#### [Written request]
Copy out the listing below word for word, leaving out the pictures.

Collection entries:
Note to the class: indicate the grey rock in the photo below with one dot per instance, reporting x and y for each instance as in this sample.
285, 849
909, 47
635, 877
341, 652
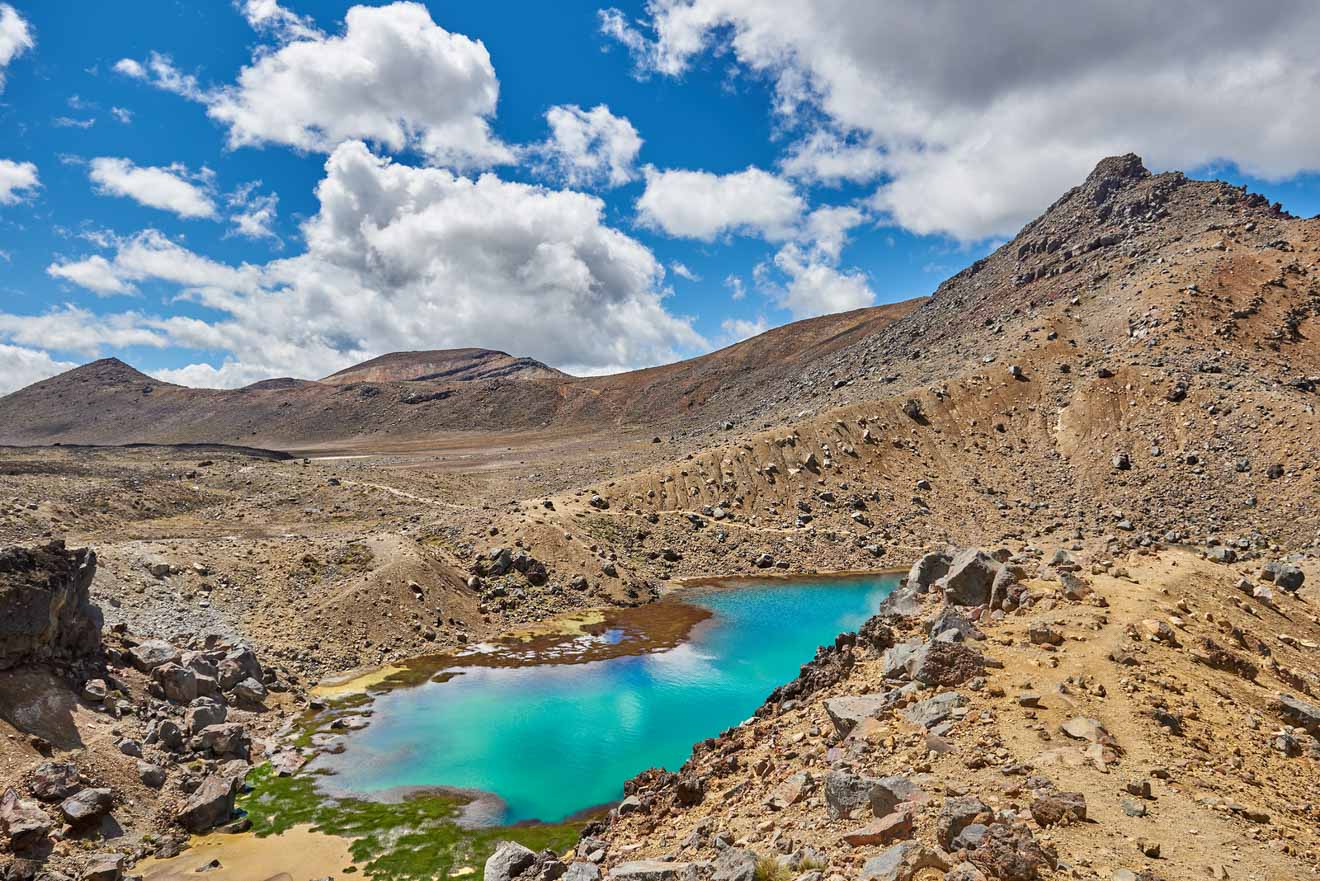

#### [Complete answer]
Note to the class: indicate the grey rock in the photo below with one dot per instance, reporting x and y for each instance as in this sample.
285, 849
909, 47
635, 877
341, 652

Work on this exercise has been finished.